[begin EXCERPTED PASSAGE]
FULLER V. STEIGLITZ.

(27 Ohio St.355)

Assignment—set-off — conflict of laws—inter-state comity.

The assignment of a non-negotiable demand, arising on contract, before due, defeats a set-off by the debtor of an independent cross-demand, on which no right of action had accrued at the time of the assignment.

An assignment of personal property and choses in action by an insolvent debtor for the benefit of creditors in conformity to the laws of the State of New York, where such debtor resided and did business, operates to transfer the right of action to recover said choses in action to the assignee, and he may maintain an action as such assignee in the courts of this State, to collect the same, although said assignment, as authorized by the laws of New York, gives preferences to certain of the creditors.

In case of such an assignment of choses in action, the law of the domicile of the assignor controls and determines what is a sufficient transfer to authorize the assignee to collect the same.

The principles of comity between States will allow such assignee to maintain an action, in the courts of this State, against one of its citizens, to collect the same, notwithstanding such preferences, in the absence of any set-off or other defense to such action, or of any lien or charge against said claim under the laws of Ohio by the debtor.

A

CTION on an account. The opinion states the case.

J. E. Ingersoll, for plaintiff in error. The doctrine of comity does not require a sovereignty to aid in enforcing a contract made without its jurisdiction, which contravenes its own public policy, or is injurious to the interests and rights of its own subject. Story on Confl. of Law, §§ 244, 259; 2 Kent's Com. 455; 2 Pars. on Cont. 82; Ingraham v. Geyer, 13 Mass. 146: Guillander v. Howell, 35 N. Y. 65.

As to set-off in this case, see 35 N. Y., cited above; La Chevelier v. Lynch, Doug. 170; 40 N. H. 237; 5 Cranch, 298; Follett v. Buyer, 4 Ohio St. 591; Waterman on Set-off, §§ 395, 398.

The policy of the law of Ohio is averse to assignments giving preferences. 1 S. & C. 712, § 16; 2 id. 952, § 26; id. 981, § 99.

[This case being decisive of Benedict v. Steiglitz, the argument of counsel in that case is given here. ]

Fuller v. Steiglitz.

Estep & Burke and Prentiss & Vorce, for plaintiffs in error. On the question of set-off, the court is referred to Burr. on Assign 438, 439; 2 Kent's Com. 700, note b; Morgan v. Bank of N. A., 8 Serg. & R 73; Stewart v. Anderson, 6 Cranch, 203; Aldrich v. Campbell, 4 Gray, 284; Bigelow v. Folger, 2 Metc. 255; Myers v. Davis, 22 N. Y. 493; Guillander v. Howell, 35 N. Y. 657; Dorsheimer v. Bucher, 7 Serg. & R. 9.
[end EXCERPTED PASSAGE]
### [SHORT EXERCISE 1]
Revise the Fuller v. Steiglitz report, beginning at the words "In case of such" and stopping after "by the debtor.". Put "transferee" in place of "assignee".
### [SHORT EXERCISE 2]
According to the Fuller v. Steiglitz report, what law controls what counts as a sufficient transfer of choses in action to let the assignee collect them?
### [SHORT EXERCISE 3]
Decide whether each statement agrees with the Fuller v. Steiglitz report, and answer yes or no, quoting the deciding words: (a) The insolvent debtor's assignment was made in conformity to New York law. (b) J. E. Ingersoll appeared for the defendant in error. (c) The policy of Ohio law favors assignments that give preferences.
The data after this point comes from a different source than the Fuller v. Steiglitz report.
[begin STORED RECORDS]
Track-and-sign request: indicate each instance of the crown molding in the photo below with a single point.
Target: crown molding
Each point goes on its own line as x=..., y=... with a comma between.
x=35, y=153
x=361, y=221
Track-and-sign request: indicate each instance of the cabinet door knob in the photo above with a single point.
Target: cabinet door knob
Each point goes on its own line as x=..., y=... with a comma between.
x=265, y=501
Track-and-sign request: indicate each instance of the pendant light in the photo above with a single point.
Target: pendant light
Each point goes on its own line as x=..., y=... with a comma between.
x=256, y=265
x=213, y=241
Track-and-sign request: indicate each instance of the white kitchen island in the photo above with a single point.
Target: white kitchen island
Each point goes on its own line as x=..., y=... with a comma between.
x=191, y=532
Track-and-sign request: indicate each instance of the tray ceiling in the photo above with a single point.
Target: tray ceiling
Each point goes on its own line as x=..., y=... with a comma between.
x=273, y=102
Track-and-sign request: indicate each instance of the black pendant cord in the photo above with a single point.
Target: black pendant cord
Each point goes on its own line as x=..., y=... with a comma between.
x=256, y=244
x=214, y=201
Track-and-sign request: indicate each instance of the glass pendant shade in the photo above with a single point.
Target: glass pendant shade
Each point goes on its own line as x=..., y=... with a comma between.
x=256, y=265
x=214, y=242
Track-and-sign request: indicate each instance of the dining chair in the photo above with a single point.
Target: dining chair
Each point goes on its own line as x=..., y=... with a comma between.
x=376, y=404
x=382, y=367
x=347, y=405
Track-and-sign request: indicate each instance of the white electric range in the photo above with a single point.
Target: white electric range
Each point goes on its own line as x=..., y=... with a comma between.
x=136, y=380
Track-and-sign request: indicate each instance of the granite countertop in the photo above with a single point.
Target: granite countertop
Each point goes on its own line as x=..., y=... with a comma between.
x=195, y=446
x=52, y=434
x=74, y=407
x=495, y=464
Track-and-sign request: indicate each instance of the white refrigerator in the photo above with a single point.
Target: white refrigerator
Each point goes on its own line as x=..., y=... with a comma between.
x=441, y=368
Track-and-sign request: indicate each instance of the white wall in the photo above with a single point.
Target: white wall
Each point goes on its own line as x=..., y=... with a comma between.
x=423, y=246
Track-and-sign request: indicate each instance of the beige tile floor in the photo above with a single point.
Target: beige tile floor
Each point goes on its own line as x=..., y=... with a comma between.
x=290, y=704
[end STORED RECORDS]
[begin STORED RECORDS]
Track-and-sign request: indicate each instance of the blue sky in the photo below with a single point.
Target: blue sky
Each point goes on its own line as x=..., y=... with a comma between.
[end STORED RECORDS]
### [TASK SOLUTION 1]
In case of such an assignment of choses in action, the law of the domicile of the assignor controls and determines what is a sufficient transfer to authorize the transferee to collect the same.

The principles of comity between States will allow such transferee to maintain an action, in the courts of this State, against one of its citizens, to collect the same, notwithstanding such preferences, in the absence of any set-off or other defense to such action, or of any lien or charge against said claim under the laws of Ohio by the debtor.

### [TASK SOLUTION 2]
The law of the domicile of the assignor.

### [TASK SOLUTION 3]
(a) Yes: "in conformity to the laws of the State of New York"
(b) No: "J. E. Ingersoll, for plaintiff in error."
(c) No: "The policy of the law of Ohio is averse to assignments giving preferences."